_WHAT YOU HAVE TO DO_.
Could you extend the obituary of Gerd Baumann below, starting after its last sentence and leaving the items that follow it aside?

_TEXT_.
+ + + + +

Gerd Baumann

1953-2014

by Alex Strating

On January 15 Gerd Baumann died at the age of 60. Although his death was not unexpected – in his own style he informed his colleagues – it was still a shock.

Gerd was born in 1953 in Aachen and began his academic training at the University of Cologne, where he studied Musicology, Linguistics and Ethnology. After his cand. phil. In 1975 he moved to The Queen’s University in Belfast to study Social Anthropology because of its strong ethnomusicology department. After finishing his BA Honours he went on an eighteen month’s period of field research in the Nuba Mountains of Sudan, which resulted in 1980 in his PhD Thesis: Miri Society, Culture, and Music: An Ethnography with Special Reference to Social Change and Affective Culture. Between 1980 and 1986 Gerd worked at Oxford University (St Anthony’s College and Wolfson College) and taught Ethnomusicology at the University of London. In 1986 he joined the newly founded Department of Human Sciences at Brunel University. During his stay at Brunel he combined teaching with  5 years of intensive fieldwork in Southall among the South Asian and Caribbean migrants. In 1996 this resulted in Contesting Culture. Discourses of Identity in Multi-Ethnic London, an innovative and highly acclaimed study on the ways in which people affirm, rethink and negotiate identity, culture and community.

+ + + + +

_PROVIDED RECORDS_.
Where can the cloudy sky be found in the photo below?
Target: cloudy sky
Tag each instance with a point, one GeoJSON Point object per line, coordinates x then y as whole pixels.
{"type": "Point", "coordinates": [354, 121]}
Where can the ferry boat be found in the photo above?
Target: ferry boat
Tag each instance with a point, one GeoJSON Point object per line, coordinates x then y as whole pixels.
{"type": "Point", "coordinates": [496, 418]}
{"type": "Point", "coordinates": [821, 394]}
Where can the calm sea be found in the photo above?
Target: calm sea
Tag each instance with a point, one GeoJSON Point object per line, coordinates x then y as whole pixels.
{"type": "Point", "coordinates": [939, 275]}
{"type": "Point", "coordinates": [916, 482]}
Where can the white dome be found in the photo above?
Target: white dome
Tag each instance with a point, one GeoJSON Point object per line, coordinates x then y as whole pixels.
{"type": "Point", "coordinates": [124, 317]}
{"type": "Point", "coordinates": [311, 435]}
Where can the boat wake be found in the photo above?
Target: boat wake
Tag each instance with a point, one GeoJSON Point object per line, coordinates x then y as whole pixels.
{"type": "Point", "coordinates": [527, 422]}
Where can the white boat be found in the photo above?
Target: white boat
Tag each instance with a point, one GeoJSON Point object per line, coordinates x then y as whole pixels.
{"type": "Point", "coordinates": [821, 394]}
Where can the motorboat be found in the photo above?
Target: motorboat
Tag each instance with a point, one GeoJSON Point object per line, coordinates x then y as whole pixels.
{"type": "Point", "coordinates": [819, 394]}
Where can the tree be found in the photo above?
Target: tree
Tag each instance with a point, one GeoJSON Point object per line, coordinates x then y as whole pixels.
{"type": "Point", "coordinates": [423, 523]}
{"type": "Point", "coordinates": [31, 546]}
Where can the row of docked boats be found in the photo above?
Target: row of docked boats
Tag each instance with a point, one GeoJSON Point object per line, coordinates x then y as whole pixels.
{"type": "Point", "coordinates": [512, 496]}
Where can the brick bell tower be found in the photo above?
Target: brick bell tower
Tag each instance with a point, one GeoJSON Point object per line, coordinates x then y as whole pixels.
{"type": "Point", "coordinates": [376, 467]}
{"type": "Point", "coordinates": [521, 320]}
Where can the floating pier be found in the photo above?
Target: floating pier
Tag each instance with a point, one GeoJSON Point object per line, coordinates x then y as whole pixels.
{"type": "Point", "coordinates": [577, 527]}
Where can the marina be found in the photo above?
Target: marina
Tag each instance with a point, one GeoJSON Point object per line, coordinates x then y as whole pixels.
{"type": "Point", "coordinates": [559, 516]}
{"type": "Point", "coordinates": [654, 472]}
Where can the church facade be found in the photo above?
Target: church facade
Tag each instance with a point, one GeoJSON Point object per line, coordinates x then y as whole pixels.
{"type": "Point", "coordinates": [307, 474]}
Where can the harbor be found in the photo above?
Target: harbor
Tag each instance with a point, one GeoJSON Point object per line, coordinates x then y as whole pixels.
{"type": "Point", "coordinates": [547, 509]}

+ + + + +

_RESULT FOR THIS EXERCISE_.
In 1993 Gerd joined the Research Group Religion and Society at the department of Sociology and Anthropology of the UvA where he would stay for twenty years. Although he was quite critical about the bureaucratic organization of the university he felt completely at home in the department and became a central figure in research and in teaching. As a researcher he further developed his ideas on multi-cultural societies and identity(f.i. The  Multicultural Riddle [1999];Grammars of Identity/Alterity [2004, edited with Andre Gingrich], but published also articles on religion, ritual, politics, fieldwork and, more recently, together with his dear friend Marie Gillespie, on the BBC World Service. In total he wrote and (co-)edited more than 20 books and published more than 100 articles, making him an internationally well known and highly respected scholar.

His international reputation became evident when in 1997 he was elected member of the Executive Committee of the European Association of Social Anthropologists, on which he served for four years, the last two years as chairman. In that capacity he surprised and impressed the 800 members attending the closing session of the bi-annual conference in the concert hall of Cracow by ending his speech with playing Chopin on the piano that happened to be on stage, bringing the two great loves of his life – anthropology and music – together.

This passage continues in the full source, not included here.